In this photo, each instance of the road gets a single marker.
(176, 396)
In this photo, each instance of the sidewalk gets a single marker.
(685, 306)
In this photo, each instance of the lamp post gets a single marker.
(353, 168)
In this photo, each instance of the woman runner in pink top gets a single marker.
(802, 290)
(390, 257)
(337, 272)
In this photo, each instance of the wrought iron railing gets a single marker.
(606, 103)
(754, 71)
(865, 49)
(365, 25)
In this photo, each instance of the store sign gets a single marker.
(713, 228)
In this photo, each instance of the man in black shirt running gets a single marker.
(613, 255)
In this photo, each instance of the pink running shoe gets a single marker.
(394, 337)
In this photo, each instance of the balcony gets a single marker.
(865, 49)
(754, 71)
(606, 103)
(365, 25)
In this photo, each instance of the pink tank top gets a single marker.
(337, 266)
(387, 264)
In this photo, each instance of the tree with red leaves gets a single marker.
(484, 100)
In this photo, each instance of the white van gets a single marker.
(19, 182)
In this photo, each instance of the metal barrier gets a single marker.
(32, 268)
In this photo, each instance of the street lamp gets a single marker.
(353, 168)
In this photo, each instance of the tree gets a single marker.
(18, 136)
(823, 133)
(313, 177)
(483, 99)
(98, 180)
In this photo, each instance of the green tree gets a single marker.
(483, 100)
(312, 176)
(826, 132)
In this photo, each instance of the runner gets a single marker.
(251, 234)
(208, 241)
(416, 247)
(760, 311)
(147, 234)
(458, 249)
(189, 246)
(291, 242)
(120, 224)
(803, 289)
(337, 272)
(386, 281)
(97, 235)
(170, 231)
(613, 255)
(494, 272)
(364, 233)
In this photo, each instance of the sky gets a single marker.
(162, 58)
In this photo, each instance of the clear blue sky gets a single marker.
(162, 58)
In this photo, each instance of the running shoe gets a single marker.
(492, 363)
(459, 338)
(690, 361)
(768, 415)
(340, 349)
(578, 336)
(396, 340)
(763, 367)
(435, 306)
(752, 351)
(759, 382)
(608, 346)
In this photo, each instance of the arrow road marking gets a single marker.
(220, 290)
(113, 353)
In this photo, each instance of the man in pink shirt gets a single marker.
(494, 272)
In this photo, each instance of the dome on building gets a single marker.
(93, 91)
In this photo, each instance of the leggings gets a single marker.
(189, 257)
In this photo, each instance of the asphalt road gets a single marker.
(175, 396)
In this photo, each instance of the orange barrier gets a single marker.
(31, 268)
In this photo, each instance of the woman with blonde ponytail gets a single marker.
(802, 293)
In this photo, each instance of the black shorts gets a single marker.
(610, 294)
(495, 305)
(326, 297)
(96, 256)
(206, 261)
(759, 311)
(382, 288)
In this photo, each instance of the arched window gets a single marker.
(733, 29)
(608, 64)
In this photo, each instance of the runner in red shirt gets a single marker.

----------

### Given exercise
Return every line of the data above word for word, with no changes.

### Result for this exercise
In this photo, each instance of the road gets a single marker.
(176, 396)
In this photo, each instance of the sidewalk gets a single marker.
(685, 306)
In this photo, each instance of the lamp post gets a single marker.
(353, 168)
In this photo, each instance of the woman runner in pink top gets a single marker.
(802, 290)
(390, 257)
(337, 272)
In this photo, each instance of the wrought iron railing gets a single marker.
(606, 103)
(754, 71)
(865, 49)
(365, 25)
In this photo, each instance of the store sign gets a single marker.
(713, 228)
In this photo, each instance of the man in black shirt running gets a single marker.
(613, 255)
In this photo, each instance of the pink running shoe gets a single marker.
(394, 337)
In this photo, each instance of the balcony gets a single marker.
(865, 49)
(754, 71)
(606, 103)
(365, 25)
In this photo, each instance of the pink tank top gets a single marker.
(337, 266)
(387, 264)
In this photo, each instance of the tree with red leaves gets a single marker.
(484, 100)
In this photo, each instance of the white van gets a single marker.
(19, 182)
In this photo, each instance of the metal barrier gets a single marker.
(32, 268)
In this photo, each instance of the street lamp gets a single marker.
(353, 168)
In this photo, each instance of the tree gets a single marker.
(18, 136)
(823, 133)
(313, 177)
(483, 99)
(98, 180)
In this photo, each instance of the green tree gets a single marker.
(483, 100)
(312, 176)
(826, 132)
In this photo, each instance of the runner gets a single marker.
(251, 234)
(208, 241)
(416, 247)
(760, 311)
(147, 234)
(458, 249)
(189, 246)
(291, 242)
(120, 224)
(803, 289)
(337, 272)
(386, 281)
(97, 235)
(170, 231)
(613, 255)
(494, 272)
(364, 233)
In this photo, each instance of the sky gets a single marker.
(162, 58)
In this photo, each instance of the clear blue sky gets a single marker.
(162, 58)
In this photo, each instance of the running shoe gets a single marker.
(492, 363)
(459, 338)
(690, 361)
(768, 415)
(340, 349)
(578, 336)
(396, 340)
(763, 367)
(435, 306)
(752, 351)
(759, 382)
(608, 346)
In this photo, each instance of the arrow road marking gets a single marker.
(220, 290)
(113, 353)
In this photo, each instance of the man in pink shirt gets a single marker.
(494, 272)
In this photo, each instance of the dome on building gets a single marker.
(93, 91)
In this photo, each instance of the leggings gets a single marker.
(189, 257)
In this photo, each instance of the asphalt road gets a single marker.
(175, 396)
In this photo, each instance of the orange barrier gets a single marker.
(31, 268)
In this photo, each instance of the woman with blonde ponytail gets a single marker.
(802, 293)
In this photo, each instance of the black shorts gets a single marker.
(610, 294)
(495, 305)
(326, 297)
(96, 256)
(206, 261)
(759, 311)
(382, 288)
In this photo, each instance of the arched window gets a single marker.
(733, 29)
(608, 64)
In this photo, each instance of the runner in red shirt gets a single marker.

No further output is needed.